PASSAGE PROVIDED:
══════
# New finnex lights



## randylahey (Jun 25, 2013)

http://www.theaquaticplantsociety.org/finnex-the-new-breed-is-coming/
Makes you want to reconsider the switch to led. Will have to wait for these come out.


----------



## shift (Dec 21, 2012)

Figures. A week after I just bought a different one due to lack of dimming


----------



## Reckon (Jul 25, 2012)

That's fantastic! Thank goodness a company is working on an affordable effective led set up for us planted guys. I'm intrigued on a good dimmable replacement for my tek 4 bulb. Is it too much to ask for Crees now?


----------



## Dawna (Jul 29, 2013)

Darn it, just when I received a fugeray few weeks back...haha


----------



## shift (Dec 21, 2012)

Haha nice. All my current LEDs are finnex. Buy I just splurged on a ecoxotic e-series for the new tank


----------



## randylahey (Jun 25, 2013)

So much for getting these new lights. Finnex.ca is gone and amazon canada has pulled finnex fixtures. As seen on the planted tank, their fixtures need csa certification and they're not going to bother as there is not enough demand in the canadian market.
[URL ]http://www.plantedtank.net/forums/showthread.php?t=748322[/URL]


----------



## Reckon (Jul 25, 2012)

Boo that's super disappointing.


----------



## greenfin (Nov 4, 2013)

ACK!!! What about that upgrade I was planning for after Christmas!?

I really like my finnex lights!


----------



## randylahey (Jun 25, 2013)

Well, it seems the thread i linked has been wiped out from the planted tank. I guess finnex (a sponsor) didn't like the questions being asked? :what:


----------



## greenfin (Nov 4, 2013)

Ya, I was wanting to read that! Did you tear a strip off somebody? Or did somebody else tear a strip off somebody? Where would we get finnex lights, us weak-market Canadians?


----------



## Bobsidd (Dec 28, 2012)

Could we not still order from Amazon.com and have them shipped up here or pick up from the U.S.?


----------



## kim86 (Sep 5, 2012)

I just received my planted+ finnex that I ordered from Amazon.ca. Dang what the heck is happening!


----------



## randylahey (Jun 25, 2013)

greenfin said:


> Ya, I was wanting to read that! Did you tear a strip off somebody? Or did somebody else tear a strip off somebody? Where would we get finnex lights, us weak-market Canadians?


Some of the posts were of emails between people and finnex. Some posts were questioning whether they should have ever been sold in canada in the first place without proper safety certification. I asked what kind of legal liability you would assume by using a canadian purchased or an over the border fixture if, by chance, it caught fire and caused damage or loss of life.

Shortly after the thread vanished, this one appeared from the finnex rep:http://www.plantedtank.net/forums/showthread.php?t=751777



kim86 said:


> I just received my planted+ finnex that I ordered from Amazon.ca. Dang what the heck is happening!


I'm sure they have to fulfill orders that were already paid for.



Bobsidd said:


> Could we not still order from Amazon.com and have them shipped up here or pick up from the U.S.?










Yeah, I guess you could pick them from the states as i know nothing about the import of non certified electrical devices


----------



## greenfin (Nov 4, 2013)

Ok, that was weird. Clicked on your link, took me to the post by the finnex rep (I suppose) and when I clicked on _his_ link it took me to amazon and a blurb on a bottle opener item. What the?


----------
══════
EXTRACTED RECORDS:
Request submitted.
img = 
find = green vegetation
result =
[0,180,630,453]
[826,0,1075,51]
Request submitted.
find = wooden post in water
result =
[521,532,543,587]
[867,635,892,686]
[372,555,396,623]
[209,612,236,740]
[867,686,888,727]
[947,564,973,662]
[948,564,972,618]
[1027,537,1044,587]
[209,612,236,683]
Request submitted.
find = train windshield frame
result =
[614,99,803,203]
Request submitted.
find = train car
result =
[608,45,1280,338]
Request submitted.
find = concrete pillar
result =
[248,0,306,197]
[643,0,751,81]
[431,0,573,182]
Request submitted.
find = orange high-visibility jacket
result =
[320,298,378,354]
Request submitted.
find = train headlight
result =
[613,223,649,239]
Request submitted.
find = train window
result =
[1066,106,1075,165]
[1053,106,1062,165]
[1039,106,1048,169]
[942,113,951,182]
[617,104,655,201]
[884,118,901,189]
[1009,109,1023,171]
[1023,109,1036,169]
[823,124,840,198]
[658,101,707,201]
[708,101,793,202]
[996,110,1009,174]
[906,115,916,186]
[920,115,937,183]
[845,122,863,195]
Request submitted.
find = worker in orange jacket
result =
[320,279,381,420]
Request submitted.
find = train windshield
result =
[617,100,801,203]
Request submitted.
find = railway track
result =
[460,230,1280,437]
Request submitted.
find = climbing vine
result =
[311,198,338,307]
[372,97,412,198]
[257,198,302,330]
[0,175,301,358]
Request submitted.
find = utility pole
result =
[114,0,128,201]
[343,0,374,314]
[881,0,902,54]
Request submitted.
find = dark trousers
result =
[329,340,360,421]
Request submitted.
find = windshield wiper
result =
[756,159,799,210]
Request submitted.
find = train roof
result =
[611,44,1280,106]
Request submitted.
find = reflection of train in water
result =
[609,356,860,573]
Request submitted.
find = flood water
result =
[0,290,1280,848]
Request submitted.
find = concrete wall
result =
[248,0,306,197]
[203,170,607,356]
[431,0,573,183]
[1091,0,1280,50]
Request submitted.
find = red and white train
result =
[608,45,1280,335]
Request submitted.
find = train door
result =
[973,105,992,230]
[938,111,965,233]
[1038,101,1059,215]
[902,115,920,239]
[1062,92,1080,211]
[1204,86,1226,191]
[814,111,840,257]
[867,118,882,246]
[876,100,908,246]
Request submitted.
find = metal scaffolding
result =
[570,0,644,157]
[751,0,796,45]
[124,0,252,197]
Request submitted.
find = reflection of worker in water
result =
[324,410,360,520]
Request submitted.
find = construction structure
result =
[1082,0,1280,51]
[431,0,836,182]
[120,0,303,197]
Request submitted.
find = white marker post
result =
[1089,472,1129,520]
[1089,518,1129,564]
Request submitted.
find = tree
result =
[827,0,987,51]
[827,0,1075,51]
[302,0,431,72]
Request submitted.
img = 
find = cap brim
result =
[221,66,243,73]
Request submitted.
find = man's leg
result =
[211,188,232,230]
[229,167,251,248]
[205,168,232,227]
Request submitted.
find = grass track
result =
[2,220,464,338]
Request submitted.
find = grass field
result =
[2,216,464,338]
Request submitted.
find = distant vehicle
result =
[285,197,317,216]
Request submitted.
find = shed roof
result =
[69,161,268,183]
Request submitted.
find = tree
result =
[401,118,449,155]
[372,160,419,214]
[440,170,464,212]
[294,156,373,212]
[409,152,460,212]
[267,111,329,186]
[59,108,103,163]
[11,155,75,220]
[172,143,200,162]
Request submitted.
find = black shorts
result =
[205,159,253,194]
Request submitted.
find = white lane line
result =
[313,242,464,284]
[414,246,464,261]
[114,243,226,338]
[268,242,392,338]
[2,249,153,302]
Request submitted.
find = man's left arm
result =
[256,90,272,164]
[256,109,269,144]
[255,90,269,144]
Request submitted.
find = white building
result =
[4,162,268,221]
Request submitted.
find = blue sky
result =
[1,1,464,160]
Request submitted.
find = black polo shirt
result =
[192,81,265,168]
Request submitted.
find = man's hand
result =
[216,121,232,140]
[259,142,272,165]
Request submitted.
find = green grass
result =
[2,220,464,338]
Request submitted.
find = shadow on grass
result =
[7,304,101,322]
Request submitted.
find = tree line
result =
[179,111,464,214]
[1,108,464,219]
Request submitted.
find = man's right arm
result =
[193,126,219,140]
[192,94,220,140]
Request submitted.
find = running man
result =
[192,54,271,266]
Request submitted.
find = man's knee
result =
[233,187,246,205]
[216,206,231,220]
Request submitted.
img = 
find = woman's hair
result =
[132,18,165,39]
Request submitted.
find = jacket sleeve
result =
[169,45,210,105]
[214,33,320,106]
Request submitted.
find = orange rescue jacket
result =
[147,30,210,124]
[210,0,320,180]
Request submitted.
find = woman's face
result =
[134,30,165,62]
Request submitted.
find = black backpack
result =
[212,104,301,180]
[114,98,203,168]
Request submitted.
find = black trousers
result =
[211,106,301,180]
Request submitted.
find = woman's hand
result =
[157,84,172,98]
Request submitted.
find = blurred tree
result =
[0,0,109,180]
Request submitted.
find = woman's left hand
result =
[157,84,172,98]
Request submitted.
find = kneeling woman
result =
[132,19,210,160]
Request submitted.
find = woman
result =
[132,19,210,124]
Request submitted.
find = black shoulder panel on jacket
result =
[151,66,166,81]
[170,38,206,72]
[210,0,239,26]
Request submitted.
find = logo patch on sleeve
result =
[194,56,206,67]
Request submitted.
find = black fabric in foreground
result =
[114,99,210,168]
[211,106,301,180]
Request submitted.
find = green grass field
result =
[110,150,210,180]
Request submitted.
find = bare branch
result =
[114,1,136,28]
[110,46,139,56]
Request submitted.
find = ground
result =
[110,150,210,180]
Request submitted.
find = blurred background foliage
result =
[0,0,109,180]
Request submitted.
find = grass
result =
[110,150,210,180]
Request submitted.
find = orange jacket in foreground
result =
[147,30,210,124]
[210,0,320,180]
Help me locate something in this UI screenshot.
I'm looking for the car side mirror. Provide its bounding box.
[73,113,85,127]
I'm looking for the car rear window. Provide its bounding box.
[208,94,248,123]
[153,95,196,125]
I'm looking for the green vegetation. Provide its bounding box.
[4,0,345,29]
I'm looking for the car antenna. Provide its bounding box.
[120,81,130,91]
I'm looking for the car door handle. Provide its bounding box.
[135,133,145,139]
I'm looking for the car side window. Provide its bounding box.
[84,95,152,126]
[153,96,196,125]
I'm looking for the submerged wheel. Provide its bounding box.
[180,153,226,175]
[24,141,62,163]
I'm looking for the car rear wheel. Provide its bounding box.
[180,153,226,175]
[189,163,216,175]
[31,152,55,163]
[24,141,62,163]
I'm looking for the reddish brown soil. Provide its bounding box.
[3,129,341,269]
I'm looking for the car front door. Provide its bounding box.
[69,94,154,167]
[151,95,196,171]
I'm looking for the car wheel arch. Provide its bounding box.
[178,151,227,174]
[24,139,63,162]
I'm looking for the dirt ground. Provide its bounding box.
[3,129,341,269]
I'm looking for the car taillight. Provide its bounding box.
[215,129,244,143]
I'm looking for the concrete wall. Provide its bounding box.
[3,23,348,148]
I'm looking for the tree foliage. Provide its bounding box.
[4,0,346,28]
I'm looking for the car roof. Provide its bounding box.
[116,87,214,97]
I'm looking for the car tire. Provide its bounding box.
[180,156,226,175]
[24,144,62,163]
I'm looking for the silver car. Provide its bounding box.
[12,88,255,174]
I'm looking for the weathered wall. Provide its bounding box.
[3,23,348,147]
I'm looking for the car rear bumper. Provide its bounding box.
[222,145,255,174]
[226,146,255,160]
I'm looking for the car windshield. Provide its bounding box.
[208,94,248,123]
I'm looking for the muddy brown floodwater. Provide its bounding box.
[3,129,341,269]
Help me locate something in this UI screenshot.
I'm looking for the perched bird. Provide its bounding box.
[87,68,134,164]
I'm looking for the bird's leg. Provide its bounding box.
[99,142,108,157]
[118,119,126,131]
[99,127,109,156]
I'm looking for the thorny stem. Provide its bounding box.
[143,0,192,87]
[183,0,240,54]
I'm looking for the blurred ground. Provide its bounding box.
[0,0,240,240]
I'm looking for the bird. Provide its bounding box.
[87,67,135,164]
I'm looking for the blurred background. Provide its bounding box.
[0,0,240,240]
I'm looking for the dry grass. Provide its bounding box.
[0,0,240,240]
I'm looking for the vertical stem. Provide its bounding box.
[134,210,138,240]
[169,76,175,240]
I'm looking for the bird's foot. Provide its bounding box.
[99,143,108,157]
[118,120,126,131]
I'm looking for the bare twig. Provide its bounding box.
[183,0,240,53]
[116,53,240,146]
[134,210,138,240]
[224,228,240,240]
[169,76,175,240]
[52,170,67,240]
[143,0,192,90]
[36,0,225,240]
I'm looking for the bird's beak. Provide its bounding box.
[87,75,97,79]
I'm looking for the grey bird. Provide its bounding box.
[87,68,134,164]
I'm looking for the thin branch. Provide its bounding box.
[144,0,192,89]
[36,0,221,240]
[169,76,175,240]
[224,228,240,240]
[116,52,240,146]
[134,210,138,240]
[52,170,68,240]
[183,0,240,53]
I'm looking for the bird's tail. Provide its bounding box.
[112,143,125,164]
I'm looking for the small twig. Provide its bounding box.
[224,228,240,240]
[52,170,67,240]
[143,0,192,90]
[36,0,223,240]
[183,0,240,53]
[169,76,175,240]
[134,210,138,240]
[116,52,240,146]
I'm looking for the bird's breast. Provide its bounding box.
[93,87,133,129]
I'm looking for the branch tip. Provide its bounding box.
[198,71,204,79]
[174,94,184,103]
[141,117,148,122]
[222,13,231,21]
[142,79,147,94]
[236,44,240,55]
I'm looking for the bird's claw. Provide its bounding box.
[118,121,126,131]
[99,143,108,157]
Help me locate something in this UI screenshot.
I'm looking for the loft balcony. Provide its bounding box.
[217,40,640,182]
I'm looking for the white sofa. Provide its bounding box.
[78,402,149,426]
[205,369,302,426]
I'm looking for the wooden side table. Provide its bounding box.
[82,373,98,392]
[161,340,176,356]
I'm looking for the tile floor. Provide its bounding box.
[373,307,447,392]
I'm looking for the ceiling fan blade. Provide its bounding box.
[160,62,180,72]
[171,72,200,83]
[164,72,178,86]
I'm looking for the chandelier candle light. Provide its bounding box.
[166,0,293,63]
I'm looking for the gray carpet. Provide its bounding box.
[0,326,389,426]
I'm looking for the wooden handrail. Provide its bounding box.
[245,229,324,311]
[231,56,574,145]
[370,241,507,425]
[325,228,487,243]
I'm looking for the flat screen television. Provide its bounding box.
══════
THE REQUEST:
In the forum thread about new Finnex lights, what certification do the fixtures need to be sold in Canada?

RESULT FOR THIS TASK:
CSA certification.